## Brief
Output all of the records exactly as written.

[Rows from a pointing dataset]
** Start **

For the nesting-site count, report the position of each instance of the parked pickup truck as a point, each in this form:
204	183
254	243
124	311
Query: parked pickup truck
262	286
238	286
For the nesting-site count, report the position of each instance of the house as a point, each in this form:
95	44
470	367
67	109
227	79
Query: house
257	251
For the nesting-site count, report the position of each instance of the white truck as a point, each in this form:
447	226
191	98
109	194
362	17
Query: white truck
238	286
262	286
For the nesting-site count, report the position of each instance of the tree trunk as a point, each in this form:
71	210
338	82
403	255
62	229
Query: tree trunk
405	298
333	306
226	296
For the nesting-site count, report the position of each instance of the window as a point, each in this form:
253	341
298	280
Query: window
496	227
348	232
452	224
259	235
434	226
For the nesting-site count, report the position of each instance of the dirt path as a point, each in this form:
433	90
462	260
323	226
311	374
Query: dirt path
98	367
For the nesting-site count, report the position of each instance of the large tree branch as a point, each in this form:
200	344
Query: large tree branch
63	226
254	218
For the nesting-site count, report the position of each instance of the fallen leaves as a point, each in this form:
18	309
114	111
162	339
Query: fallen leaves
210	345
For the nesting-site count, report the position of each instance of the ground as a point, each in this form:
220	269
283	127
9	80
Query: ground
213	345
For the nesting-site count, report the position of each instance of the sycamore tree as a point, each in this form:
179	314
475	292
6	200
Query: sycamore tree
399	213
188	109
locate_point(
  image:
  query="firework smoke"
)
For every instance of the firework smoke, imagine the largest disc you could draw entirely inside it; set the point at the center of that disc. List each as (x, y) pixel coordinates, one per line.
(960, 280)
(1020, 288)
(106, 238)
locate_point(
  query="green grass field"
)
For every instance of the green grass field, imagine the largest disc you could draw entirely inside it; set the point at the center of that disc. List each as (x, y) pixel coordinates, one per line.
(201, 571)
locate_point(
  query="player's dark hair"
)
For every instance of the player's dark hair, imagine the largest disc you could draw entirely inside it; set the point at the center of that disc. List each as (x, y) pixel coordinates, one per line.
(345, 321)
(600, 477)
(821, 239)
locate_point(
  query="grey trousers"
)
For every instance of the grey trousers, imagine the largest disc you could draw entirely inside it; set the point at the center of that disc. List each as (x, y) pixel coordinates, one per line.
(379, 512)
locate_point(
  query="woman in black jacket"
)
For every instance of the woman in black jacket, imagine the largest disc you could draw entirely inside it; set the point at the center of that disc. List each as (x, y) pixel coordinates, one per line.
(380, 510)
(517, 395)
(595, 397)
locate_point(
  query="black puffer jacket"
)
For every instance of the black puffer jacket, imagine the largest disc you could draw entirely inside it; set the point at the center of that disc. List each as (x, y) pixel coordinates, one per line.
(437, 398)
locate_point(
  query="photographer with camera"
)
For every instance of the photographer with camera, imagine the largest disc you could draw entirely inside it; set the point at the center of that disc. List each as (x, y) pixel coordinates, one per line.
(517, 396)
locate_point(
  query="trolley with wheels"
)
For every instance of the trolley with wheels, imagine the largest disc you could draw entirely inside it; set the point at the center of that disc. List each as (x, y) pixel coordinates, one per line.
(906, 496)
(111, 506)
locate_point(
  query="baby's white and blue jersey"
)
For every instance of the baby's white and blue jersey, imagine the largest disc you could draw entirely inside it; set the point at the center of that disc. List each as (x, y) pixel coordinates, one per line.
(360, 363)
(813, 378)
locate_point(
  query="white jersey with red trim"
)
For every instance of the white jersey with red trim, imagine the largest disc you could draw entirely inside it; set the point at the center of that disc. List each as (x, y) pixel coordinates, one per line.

** End **

## Output for this exercise
For the nesting-site count, report the position of each instance of the parked pickup truck as a point, each in this form:
204	183
254	243
124	311
Query: parked pickup truck
262	286
238	286
For the nesting-site count, report the position of each instance of the house as a point, each in this form:
95	44
470	367
67	109
227	79
Query: house
257	251
For the nesting-site count, report the position of each instance of the white truck as a point, each in this form:
447	226
191	98
109	194
362	17
Query: white truck
238	286
262	286
For the nesting-site count, report the position of each instance of the tree trunk as a point, each in this form:
71	210
338	82
403	255
62	229
Query: tree trunk
405	298
333	306
226	296
For the nesting-site count, report the position of each instance of the window as a point, each in this form:
253	341
298	280
Query: window
496	227
348	232
452	224
259	235
434	226
For the nesting-site count, report the position of each instance of the dirt path as a point, each in this form:
433	90
462	260
323	226
311	374
Query: dirt path
98	367
For the nesting-site count, report the position of each instance of the large tree branch as a point, each in this form:
200	344
Query: large tree branch
63	226
254	218
For the nesting-site count, report the position of each instance of the fallen leaves as a point, each in this form:
18	309
114	111
162	339
Query: fallen leaves
210	345
For the nesting-site count, report the position of each instance of the ground as a point, each in this form:
220	269
283	127
9	80
Query: ground
213	345
For the nesting-site count, report the position of each instance of the sycamore tree as a point, each in this form:
179	314
475	292
6	200
Query: sycamore tree
399	213
188	109
locate_point(
  image:
  query="firework smoke"
)
For every instance of the firework smoke, imagine the largest disc you could draw entirely inside it; set the point at the center of that disc. List each as (x, y) pixel coordinates, one per line.
(960, 280)
(1020, 288)
(106, 238)
locate_point(
  query="green grass field"
)
For every instance of the green grass field, imagine the largest disc you could draw entirely inside it; set the point at the center of that disc. List each as (x, y) pixel coordinates, one per line.
(201, 571)
locate_point(
  query="player's dark hair"
)
For every instance of the player's dark hair, imagine the largest disc you could draw entirely inside it; set the point at the center of that disc. List each as (x, y) pixel coordinates, one per line.
(345, 321)
(600, 477)
(821, 239)
locate_point(
  query="grey trousers"
)
For every instance of the grey trousers, imagine the largest disc you could draw entirely inside it; set the point at the center of that disc. List each as (x, y) pixel coordinates, one per line.
(379, 512)
locate_point(
  query="woman in black jacket"
)
For every instance of the woman in black jacket, imagine the largest disc you could draw entirely inside it; set the point at the center of that disc. List each as (x, y) pixel coordinates, one per line.
(380, 510)
(517, 395)
(595, 397)
locate_point(
  query="black puffer jacket"
)
For every instance of the black puffer jacket, imagine the largest disc you could draw entirely inside it; set the point at the center of that disc. List each as (x, y) pixel coordinates, one per line.
(437, 398)
locate_point(
  query="photographer with camera"
)
For every instance of the photographer with camera, imagine the largest disc you could draw entirely inside it; set the point at the center of that disc. List each as (x, y) pixel coordinates, one per line.
(517, 396)
locate_point(
  query="trolley with wheels"
)
For every instance of the trolley with wheels, imagine the largest disc you could draw entirely inside it; set the point at the center of that disc. List each as (x, y) pixel coordinates, one per line.
(906, 496)
(111, 506)
locate_point(
  query="baby's white and blue jersey"
)
For every instance of the baby's white and blue jersey, imagine the largest disc you could draw entirely inside it; set the point at the center of that disc. List each as (x, y) pixel coordinates, one per line.
(360, 363)
(813, 378)
locate_point(
  query="white jersey with red trim"
)
For every instance of the white jersey with red trim, imagine the largest disc you could draw entirely inside it; set the point at the center of that disc. List each as (x, y) pixel coordinates, one per line.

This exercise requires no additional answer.